---------- DOCUMENT TEXT ----------

Movement of material into the cell
What is exocytosis?
Movement of material out of the cell
What is the glycocalyx?
A layer of carbohydrates on the glycoproteins and glycolipids of the plasma membrane forms a fuzzy, sugary coating
What are the 3 functions of the glycocalyx?
The coating cushions the plasma membrane and protects it from injury.

The coating functions in cell identity

The coating contains cell-adhesion molecules that help bind tissues together
What are microvilli?
Extensions of the plasma membrane that increase surface area
What is cilia?
hairlike processes that extend from cells
What are the 2 types of cilia and what do they do?
Motile cilia beat in waves that move materials along the outside surface of the cell

Non-motile cilia are not well-understood, but some are sensory
What is flagella?
Long whiplike tails for movement of sperm cells
What are intercellular junctions?
Arrangements of proteins that link cells together and attach them to extracellular material
What are the 3 types of intercellular junctions?
Tight junctions, desmosomes, and gap junctions
What are tight junctions?
A zipper like junction between epithelial cells that limits the passage of substances between them
What are desmosomes?
A patchlike intercellular junction that mechanically links two cells together.
What are gap junctions?
A junction between two cells consisting of a pore surrounded by a ring of proteins in the plasma membrane in each cell
What is the cytoskeleton and what does it do?
System of filaments and tubules that provide physical support, allow cellular movement, and control routing of molecules and organelles to their destinations within the cell
What is the nucleus?
Round or oval shaped structure near the center of the cell containing DNA
What is the endoplasmic reticulum?
An extensive system of interconnected tubules or channels enclosed in a membrane
What is the rough endoplasmic reticulum?
Contains ribosomes and sythesizes proteins for export from the cell
What is the smooth endoplasmic reticulum?
Involved in detoxification, steroid synthesids, and storage of calcium ions
What are ribosomes?
Granules composed of ribosomal RNA and enzymes that read sequences of messenger RNA to assemble sequences of amino acids to make proteins
What is the golgi complex?
Organelle that modifies and packages newly synthesized proteins and synthesizes carbohydrates
What are lysosomes?
Organelles that contain enzymes that are used to digest foreign matter, pathogens, and expired organelles
What are peroxisomes?
Organelles containing enzymes that detoxify drugs and break down fatty acids, producing hydrogen peroxide in the process
What are mitochondria?
Organelles specialized to synthesize ATP
What are centrioles?
Organelles composed of a short cylinders of microtubules, that are the origin of the mitotic spindles
What are inclusions?
Any visible object in the cytoplasm of a cell other than an organelle or cytoskeletal element, such as dust particle, lipid droplet, or pigment
What is the cell cycle?
The life cycle of a cell, extending from the time that a ell is produced by cell division until it produces daughter cells by cell division
What is meiosis?
The production of egg and sperm cells (haploid cells)
What is mitosis?
Produces identical cells for growth or replacement of damaged cells
What are the 6 phases of mitosis?
Interphase, prophase, metaphase, anaphase, telophase, cytokinesis
What is involved in interphase?
Precedes replication activities, and it's the phase in which most cells remain for long periods time, this is the phase in which the DNA is replicated
What is involved in prophase?
The DNA chromosomes coil into short, dense rods called chromatids.
What is involved in metaphase?
The chromosomes line-up on the equator of the cell, spindle fibers from opposite poles attach to the chromatids
What is involved in anaphase?
The two sister chromatids separate and are pulled by the spindle fibers towards opposite poles
What are the identical chromatids called after anaphase?
Daughter chromosomes
What is involved in telophase?
The chromosomes are surrounded by a new nuclear envelope and the DNA uncoils to return to its dispersed form
What is involved in cytokinesis?
A crease, called a cleavage furrow, begins to form and eventually pinches one cell into two
What is a cleavage furrow?
The process in which a crease begins to form and eventually pinches one cell into two.

---------- DATASET ----------

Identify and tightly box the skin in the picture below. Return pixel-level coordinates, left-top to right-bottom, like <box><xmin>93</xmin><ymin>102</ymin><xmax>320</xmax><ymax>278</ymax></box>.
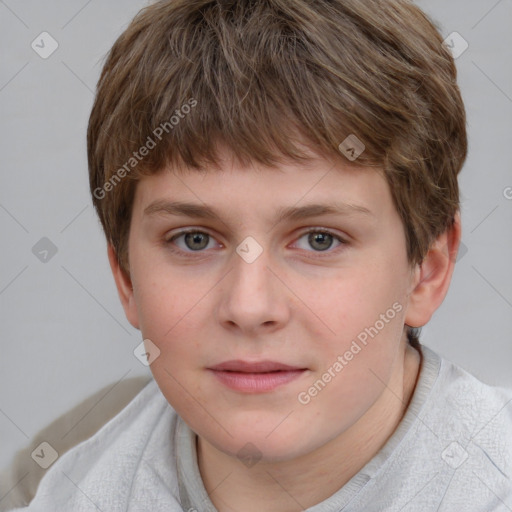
<box><xmin>109</xmin><ymin>146</ymin><xmax>460</xmax><ymax>512</ymax></box>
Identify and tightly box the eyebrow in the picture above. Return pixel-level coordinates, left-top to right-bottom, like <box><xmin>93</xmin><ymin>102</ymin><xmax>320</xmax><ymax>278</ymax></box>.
<box><xmin>144</xmin><ymin>200</ymin><xmax>374</xmax><ymax>223</ymax></box>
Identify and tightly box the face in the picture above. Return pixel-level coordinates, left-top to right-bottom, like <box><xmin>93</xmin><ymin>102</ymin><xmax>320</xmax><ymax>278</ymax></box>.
<box><xmin>119</xmin><ymin>150</ymin><xmax>411</xmax><ymax>460</ymax></box>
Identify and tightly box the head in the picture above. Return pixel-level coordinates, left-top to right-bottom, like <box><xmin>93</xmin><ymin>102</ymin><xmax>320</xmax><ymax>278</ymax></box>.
<box><xmin>88</xmin><ymin>0</ymin><xmax>467</xmax><ymax>458</ymax></box>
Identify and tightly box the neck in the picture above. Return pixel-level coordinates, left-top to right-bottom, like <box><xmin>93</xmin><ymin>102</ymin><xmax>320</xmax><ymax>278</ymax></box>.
<box><xmin>197</xmin><ymin>344</ymin><xmax>420</xmax><ymax>512</ymax></box>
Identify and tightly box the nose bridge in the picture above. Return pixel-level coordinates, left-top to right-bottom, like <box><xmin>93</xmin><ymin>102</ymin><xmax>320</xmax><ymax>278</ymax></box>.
<box><xmin>219</xmin><ymin>239</ymin><xmax>286</xmax><ymax>330</ymax></box>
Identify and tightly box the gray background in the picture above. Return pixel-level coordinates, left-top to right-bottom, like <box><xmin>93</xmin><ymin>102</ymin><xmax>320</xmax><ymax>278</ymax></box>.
<box><xmin>0</xmin><ymin>0</ymin><xmax>512</xmax><ymax>467</ymax></box>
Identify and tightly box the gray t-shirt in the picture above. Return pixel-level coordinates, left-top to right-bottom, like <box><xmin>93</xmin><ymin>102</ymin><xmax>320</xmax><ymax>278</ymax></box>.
<box><xmin>9</xmin><ymin>346</ymin><xmax>512</xmax><ymax>512</ymax></box>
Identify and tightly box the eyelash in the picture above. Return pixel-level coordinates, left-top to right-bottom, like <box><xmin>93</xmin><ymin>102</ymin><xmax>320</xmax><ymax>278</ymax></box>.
<box><xmin>165</xmin><ymin>228</ymin><xmax>348</xmax><ymax>258</ymax></box>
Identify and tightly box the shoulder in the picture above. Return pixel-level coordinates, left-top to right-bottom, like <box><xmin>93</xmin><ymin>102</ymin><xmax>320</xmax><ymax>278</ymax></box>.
<box><xmin>10</xmin><ymin>380</ymin><xmax>184</xmax><ymax>512</ymax></box>
<box><xmin>420</xmin><ymin>347</ymin><xmax>512</xmax><ymax>504</ymax></box>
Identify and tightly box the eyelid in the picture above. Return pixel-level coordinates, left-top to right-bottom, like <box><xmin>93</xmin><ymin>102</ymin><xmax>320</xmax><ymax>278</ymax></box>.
<box><xmin>164</xmin><ymin>226</ymin><xmax>348</xmax><ymax>258</ymax></box>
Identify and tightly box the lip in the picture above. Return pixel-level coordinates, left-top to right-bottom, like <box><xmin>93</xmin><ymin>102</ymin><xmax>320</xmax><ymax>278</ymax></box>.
<box><xmin>208</xmin><ymin>360</ymin><xmax>307</xmax><ymax>393</ymax></box>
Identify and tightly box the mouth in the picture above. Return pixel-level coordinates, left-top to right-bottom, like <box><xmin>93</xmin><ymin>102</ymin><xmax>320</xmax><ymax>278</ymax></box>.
<box><xmin>208</xmin><ymin>360</ymin><xmax>307</xmax><ymax>393</ymax></box>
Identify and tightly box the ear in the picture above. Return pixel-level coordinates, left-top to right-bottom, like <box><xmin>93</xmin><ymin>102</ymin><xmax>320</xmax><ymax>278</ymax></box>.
<box><xmin>405</xmin><ymin>212</ymin><xmax>461</xmax><ymax>327</ymax></box>
<box><xmin>108</xmin><ymin>244</ymin><xmax>139</xmax><ymax>329</ymax></box>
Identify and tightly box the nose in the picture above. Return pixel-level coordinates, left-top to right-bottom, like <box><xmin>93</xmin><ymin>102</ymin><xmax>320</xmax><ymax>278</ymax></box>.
<box><xmin>217</xmin><ymin>244</ymin><xmax>291</xmax><ymax>336</ymax></box>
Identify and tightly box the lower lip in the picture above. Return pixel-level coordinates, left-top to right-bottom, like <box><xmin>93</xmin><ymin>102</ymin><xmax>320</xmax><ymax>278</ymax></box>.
<box><xmin>207</xmin><ymin>370</ymin><xmax>306</xmax><ymax>393</ymax></box>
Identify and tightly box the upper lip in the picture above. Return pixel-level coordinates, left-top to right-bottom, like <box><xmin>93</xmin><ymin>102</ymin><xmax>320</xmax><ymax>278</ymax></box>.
<box><xmin>209</xmin><ymin>359</ymin><xmax>305</xmax><ymax>373</ymax></box>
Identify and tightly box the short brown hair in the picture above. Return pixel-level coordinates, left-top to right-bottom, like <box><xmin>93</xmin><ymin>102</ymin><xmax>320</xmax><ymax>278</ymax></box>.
<box><xmin>87</xmin><ymin>0</ymin><xmax>467</xmax><ymax>280</ymax></box>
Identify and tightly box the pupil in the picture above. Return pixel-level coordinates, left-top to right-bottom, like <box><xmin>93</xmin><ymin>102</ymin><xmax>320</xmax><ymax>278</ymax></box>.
<box><xmin>185</xmin><ymin>233</ymin><xmax>208</xmax><ymax>251</ymax></box>
<box><xmin>309</xmin><ymin>233</ymin><xmax>332</xmax><ymax>251</ymax></box>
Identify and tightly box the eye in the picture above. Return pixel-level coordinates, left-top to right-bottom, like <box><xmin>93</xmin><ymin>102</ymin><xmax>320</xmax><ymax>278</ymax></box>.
<box><xmin>298</xmin><ymin>228</ymin><xmax>346</xmax><ymax>254</ymax></box>
<box><xmin>166</xmin><ymin>230</ymin><xmax>218</xmax><ymax>252</ymax></box>
<box><xmin>165</xmin><ymin>228</ymin><xmax>347</xmax><ymax>257</ymax></box>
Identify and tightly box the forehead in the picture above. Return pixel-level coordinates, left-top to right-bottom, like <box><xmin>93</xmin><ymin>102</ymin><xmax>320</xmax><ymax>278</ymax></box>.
<box><xmin>134</xmin><ymin>150</ymin><xmax>391</xmax><ymax>218</ymax></box>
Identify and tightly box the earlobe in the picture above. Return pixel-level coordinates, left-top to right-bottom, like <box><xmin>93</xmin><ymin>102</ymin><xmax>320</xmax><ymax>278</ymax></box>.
<box><xmin>107</xmin><ymin>244</ymin><xmax>139</xmax><ymax>329</ymax></box>
<box><xmin>405</xmin><ymin>212</ymin><xmax>461</xmax><ymax>327</ymax></box>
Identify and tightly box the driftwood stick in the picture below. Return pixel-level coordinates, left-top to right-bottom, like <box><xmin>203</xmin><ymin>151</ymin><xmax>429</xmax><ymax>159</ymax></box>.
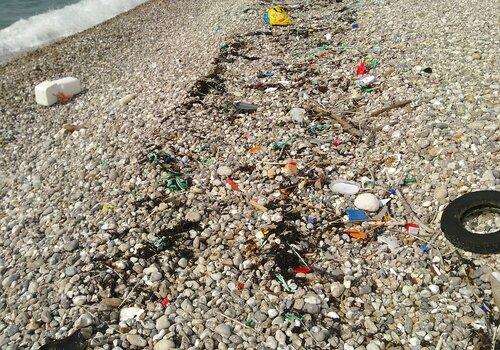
<box><xmin>308</xmin><ymin>104</ymin><xmax>361</xmax><ymax>137</ymax></box>
<box><xmin>370</xmin><ymin>100</ymin><xmax>412</xmax><ymax>117</ymax></box>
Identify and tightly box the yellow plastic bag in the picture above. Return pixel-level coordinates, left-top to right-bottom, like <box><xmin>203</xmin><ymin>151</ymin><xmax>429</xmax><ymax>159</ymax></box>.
<box><xmin>267</xmin><ymin>6</ymin><xmax>292</xmax><ymax>26</ymax></box>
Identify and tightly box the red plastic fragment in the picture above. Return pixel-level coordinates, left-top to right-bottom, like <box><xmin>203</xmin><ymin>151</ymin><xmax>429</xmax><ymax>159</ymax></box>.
<box><xmin>226</xmin><ymin>178</ymin><xmax>238</xmax><ymax>191</ymax></box>
<box><xmin>405</xmin><ymin>222</ymin><xmax>419</xmax><ymax>233</ymax></box>
<box><xmin>356</xmin><ymin>60</ymin><xmax>368</xmax><ymax>76</ymax></box>
<box><xmin>293</xmin><ymin>266</ymin><xmax>312</xmax><ymax>273</ymax></box>
<box><xmin>160</xmin><ymin>298</ymin><xmax>170</xmax><ymax>307</ymax></box>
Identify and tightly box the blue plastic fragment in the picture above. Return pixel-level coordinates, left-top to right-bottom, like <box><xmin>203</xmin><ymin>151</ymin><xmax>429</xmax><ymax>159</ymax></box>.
<box><xmin>262</xmin><ymin>12</ymin><xmax>269</xmax><ymax>24</ymax></box>
<box><xmin>346</xmin><ymin>208</ymin><xmax>368</xmax><ymax>221</ymax></box>
<box><xmin>307</xmin><ymin>216</ymin><xmax>318</xmax><ymax>225</ymax></box>
<box><xmin>420</xmin><ymin>243</ymin><xmax>431</xmax><ymax>253</ymax></box>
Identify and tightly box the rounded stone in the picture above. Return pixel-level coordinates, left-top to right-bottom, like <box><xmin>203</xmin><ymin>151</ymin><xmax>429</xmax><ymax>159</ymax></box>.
<box><xmin>354</xmin><ymin>193</ymin><xmax>380</xmax><ymax>212</ymax></box>
<box><xmin>154</xmin><ymin>339</ymin><xmax>175</xmax><ymax>350</ymax></box>
<box><xmin>215</xmin><ymin>323</ymin><xmax>231</xmax><ymax>338</ymax></box>
<box><xmin>127</xmin><ymin>334</ymin><xmax>148</xmax><ymax>348</ymax></box>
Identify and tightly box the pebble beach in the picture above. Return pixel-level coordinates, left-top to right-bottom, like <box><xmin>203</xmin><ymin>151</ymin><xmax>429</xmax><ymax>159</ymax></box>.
<box><xmin>0</xmin><ymin>0</ymin><xmax>500</xmax><ymax>350</ymax></box>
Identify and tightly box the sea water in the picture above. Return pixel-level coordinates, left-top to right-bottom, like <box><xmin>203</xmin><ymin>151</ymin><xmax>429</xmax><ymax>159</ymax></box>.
<box><xmin>0</xmin><ymin>0</ymin><xmax>147</xmax><ymax>63</ymax></box>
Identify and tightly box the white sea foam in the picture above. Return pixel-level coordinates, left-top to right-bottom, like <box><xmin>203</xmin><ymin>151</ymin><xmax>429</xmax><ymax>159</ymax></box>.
<box><xmin>0</xmin><ymin>0</ymin><xmax>147</xmax><ymax>62</ymax></box>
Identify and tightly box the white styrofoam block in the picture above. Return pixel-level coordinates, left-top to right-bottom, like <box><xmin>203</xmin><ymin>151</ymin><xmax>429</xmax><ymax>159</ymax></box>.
<box><xmin>55</xmin><ymin>77</ymin><xmax>82</xmax><ymax>96</ymax></box>
<box><xmin>35</xmin><ymin>81</ymin><xmax>59</xmax><ymax>106</ymax></box>
<box><xmin>35</xmin><ymin>77</ymin><xmax>82</xmax><ymax>106</ymax></box>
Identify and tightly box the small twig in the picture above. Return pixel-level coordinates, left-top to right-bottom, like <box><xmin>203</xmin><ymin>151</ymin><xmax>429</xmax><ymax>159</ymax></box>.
<box><xmin>370</xmin><ymin>100</ymin><xmax>412</xmax><ymax>117</ymax></box>
<box><xmin>219</xmin><ymin>311</ymin><xmax>255</xmax><ymax>332</ymax></box>
<box><xmin>300</xmin><ymin>320</ymin><xmax>318</xmax><ymax>345</ymax></box>
<box><xmin>288</xmin><ymin>244</ymin><xmax>309</xmax><ymax>266</ymax></box>
<box><xmin>118</xmin><ymin>280</ymin><xmax>142</xmax><ymax>309</ymax></box>
<box><xmin>308</xmin><ymin>101</ymin><xmax>361</xmax><ymax>138</ymax></box>
<box><xmin>491</xmin><ymin>325</ymin><xmax>500</xmax><ymax>350</ymax></box>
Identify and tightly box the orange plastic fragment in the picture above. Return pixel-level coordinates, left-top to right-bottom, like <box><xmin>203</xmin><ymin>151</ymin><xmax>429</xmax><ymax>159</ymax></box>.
<box><xmin>226</xmin><ymin>178</ymin><xmax>238</xmax><ymax>191</ymax></box>
<box><xmin>285</xmin><ymin>160</ymin><xmax>298</xmax><ymax>175</ymax></box>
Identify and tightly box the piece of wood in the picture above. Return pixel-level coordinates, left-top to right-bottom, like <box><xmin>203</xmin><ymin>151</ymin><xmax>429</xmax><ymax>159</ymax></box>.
<box><xmin>308</xmin><ymin>104</ymin><xmax>361</xmax><ymax>137</ymax></box>
<box><xmin>370</xmin><ymin>100</ymin><xmax>412</xmax><ymax>117</ymax></box>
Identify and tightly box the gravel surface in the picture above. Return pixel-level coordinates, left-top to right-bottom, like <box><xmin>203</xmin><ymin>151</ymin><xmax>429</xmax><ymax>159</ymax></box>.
<box><xmin>0</xmin><ymin>0</ymin><xmax>500</xmax><ymax>350</ymax></box>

----------

● EXERCISES TO COMPLETE:
a: Answer each question from the cell biology notes:
(i) What cells do flagella move?
(ii) Which organelles are specialized to synthesize ATP?
(iii) In which phase is the DNA replicated?
b: Rewrite the part of the cell biology notes starting with "Long whiplike tails" and going on through "are gap junctions?", substituting "spotlike" for "patchlike".
These rows have no connection to the cell biology notes.

● SOLUTION LIST:
a:
(i) Sperm cells
(ii) Mitochondria
(iii) Interphase

b:
Long whiplike tails for movement of sperm cells
What are intercellular junctions?
Arrangements of proteins that link cells together and attach them to extracellular material
What are the 3 types of intercellular junctions?
Tight junctions, desmosomes, and gap junctions
What are tight junctions?
A zipper like junction between epithelial cells that limits the passage of substances between them
What are desmosomes?
A spotlike intercellular junction that mechanically links two cells together.
What are gap junctions?